Passage shown:
╭──
Tom Pushkina (a volume of Pushkin) on which the devils sit brings to mind razroznennye tomy iz biblioteki chertey (odd volumes out of the devils' library) mentioned by Pushkin in Chapter Four (XXX: 1-2) of Eugene Onegin:
Но вы, разрозненные томы
Из библиотеки чертей,
Великолепные альбомы,
Мученье модных рифмачей,
Вы, украшенные проворно
Толстого кистью чудотворной
Иль Баратынского пером,
Пускай сожжёт вас божий гром!
Когда блистательная дама
Мне свой in-quarto подаёт,
И дрожь и злость меня берёт,
И шевелится эпиграмма
Во глубине моей души,
А мадригалы им пиши!
╰──
[Examples of point labeling]
╭──
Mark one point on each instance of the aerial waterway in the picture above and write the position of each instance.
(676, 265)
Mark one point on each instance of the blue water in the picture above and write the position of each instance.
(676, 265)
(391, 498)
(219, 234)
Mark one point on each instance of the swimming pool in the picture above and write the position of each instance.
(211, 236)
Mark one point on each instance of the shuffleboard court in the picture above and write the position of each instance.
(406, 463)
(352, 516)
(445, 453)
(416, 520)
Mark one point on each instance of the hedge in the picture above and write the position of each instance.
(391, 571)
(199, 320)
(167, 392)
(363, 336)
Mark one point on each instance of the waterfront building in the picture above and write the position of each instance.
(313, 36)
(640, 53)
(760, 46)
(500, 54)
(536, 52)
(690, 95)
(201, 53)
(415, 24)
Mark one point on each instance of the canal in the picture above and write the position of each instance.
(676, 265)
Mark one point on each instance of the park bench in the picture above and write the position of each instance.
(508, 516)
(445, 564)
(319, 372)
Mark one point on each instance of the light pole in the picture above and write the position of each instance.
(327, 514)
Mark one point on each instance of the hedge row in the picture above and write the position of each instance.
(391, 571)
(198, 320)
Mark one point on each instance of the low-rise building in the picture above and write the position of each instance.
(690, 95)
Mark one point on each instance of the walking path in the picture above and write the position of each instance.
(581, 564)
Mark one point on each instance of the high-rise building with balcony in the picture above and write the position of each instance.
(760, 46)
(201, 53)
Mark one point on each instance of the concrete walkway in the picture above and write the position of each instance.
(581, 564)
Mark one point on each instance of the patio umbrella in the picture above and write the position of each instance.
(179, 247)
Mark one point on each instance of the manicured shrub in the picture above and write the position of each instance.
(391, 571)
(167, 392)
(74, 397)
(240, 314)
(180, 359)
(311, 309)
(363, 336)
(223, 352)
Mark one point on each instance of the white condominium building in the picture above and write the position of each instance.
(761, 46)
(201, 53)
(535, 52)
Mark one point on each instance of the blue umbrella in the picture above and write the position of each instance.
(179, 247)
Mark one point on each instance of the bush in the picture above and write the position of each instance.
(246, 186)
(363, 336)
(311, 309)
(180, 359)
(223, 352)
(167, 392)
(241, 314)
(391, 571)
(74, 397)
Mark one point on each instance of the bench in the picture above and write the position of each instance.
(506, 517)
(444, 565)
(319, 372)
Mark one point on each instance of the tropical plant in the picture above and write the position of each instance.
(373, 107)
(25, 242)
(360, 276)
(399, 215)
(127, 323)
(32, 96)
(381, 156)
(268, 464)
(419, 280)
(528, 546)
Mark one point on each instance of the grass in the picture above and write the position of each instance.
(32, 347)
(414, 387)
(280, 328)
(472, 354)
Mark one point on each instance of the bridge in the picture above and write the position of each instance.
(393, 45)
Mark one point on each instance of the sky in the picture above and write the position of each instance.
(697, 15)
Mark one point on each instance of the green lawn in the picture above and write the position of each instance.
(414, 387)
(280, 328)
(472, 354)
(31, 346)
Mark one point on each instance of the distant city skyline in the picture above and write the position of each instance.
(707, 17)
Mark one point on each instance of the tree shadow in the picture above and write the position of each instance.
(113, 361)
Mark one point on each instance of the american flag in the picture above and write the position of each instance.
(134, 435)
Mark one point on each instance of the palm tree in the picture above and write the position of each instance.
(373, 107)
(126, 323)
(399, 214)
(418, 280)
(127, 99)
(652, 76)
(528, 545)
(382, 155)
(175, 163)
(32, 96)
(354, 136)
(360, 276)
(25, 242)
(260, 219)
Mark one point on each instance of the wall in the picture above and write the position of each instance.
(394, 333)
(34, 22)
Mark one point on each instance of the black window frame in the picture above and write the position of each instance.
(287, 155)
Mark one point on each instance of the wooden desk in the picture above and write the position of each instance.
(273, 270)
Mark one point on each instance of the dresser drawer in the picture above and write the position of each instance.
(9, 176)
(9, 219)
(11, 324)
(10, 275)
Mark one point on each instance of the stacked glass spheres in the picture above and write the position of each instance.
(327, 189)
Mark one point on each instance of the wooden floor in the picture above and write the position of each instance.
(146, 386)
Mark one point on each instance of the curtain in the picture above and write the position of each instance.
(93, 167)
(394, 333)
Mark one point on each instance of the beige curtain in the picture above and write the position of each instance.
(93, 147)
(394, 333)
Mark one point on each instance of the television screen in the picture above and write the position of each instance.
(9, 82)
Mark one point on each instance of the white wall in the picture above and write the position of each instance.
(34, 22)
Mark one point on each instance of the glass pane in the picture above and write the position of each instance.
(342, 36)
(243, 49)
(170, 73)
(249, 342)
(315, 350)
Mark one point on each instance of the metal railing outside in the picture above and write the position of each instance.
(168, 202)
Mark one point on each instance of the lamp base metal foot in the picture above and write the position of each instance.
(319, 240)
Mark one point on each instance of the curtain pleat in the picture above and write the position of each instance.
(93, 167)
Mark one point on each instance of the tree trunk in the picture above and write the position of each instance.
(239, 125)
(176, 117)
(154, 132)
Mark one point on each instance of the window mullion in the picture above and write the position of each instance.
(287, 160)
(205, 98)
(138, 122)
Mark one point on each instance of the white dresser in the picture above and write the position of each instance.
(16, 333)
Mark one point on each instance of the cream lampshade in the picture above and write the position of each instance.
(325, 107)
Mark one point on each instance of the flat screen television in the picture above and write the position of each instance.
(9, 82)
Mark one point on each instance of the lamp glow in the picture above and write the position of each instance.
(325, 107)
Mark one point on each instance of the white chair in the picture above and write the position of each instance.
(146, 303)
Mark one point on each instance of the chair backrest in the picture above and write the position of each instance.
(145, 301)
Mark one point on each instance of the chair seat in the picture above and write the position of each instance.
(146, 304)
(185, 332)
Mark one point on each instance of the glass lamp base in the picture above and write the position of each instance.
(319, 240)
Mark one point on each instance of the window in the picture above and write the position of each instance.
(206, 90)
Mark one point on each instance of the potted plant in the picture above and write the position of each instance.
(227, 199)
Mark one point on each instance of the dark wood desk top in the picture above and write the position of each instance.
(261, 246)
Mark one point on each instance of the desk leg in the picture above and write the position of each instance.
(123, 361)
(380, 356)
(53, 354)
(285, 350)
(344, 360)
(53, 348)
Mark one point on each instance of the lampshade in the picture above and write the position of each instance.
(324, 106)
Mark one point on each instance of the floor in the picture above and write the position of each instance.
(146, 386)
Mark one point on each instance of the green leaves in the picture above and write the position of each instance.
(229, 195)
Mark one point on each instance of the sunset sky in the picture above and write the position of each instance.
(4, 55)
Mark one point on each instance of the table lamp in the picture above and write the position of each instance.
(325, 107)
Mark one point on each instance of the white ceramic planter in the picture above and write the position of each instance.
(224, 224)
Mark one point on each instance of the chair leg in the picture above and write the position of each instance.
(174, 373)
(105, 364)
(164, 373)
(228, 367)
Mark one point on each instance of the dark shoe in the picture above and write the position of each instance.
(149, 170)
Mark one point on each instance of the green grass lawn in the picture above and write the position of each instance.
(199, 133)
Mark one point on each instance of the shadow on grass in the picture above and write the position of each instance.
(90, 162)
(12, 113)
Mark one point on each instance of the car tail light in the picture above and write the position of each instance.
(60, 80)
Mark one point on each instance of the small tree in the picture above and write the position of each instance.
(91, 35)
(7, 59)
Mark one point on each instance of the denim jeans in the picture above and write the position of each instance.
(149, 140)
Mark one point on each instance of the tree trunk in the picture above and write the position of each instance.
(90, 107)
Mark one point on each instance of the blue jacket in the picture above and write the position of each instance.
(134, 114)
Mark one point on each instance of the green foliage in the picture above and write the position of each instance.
╰──
Set of tasks:
(1) Please sum up the note on the Pushkin volume in two sentences.
(2) Carry the note on the Pushkin volume further from the point where it stops.

Answers to the tasks:
(1) The note says that a volume of Pushkin with devils sitting on it recalls the "odd volumes out of the devils' library" that Pushkin mentions in Chapter Four (XXX: 1-2) of Eugene Onegin, and it quotes that stanza. In the stanza, the speaker calls down God's thunder on splendid albums decorated by Tolstoy's brush or Baratynsky's pen, the torment of fashionable rhymesters, and says that when a brilliant lady hands him her in-quarto, he shakes with anger and an epigram stirs in his soul, yet he must write madrigals.

(2)
But you, odd volumes
out of the devils' library,
the gorgeous albums,
the rack of fashionable rhymesters;
you, nimbly ornamented
by Tolstoy's wonder-working brush,
or Baratïnski's pen,
let the Lord's levin burn you!
Whenever her in-quarto a resplendent lady
proffers to me,
a tremor and a waspishness possess me,
and at the bottom of my soul
there stirs an epigram —
but madrigals you have to write for them!
The spectral narrators in Transparent Things seem to be the devils. VN's novel is one of the odd volumes out of the devils' library.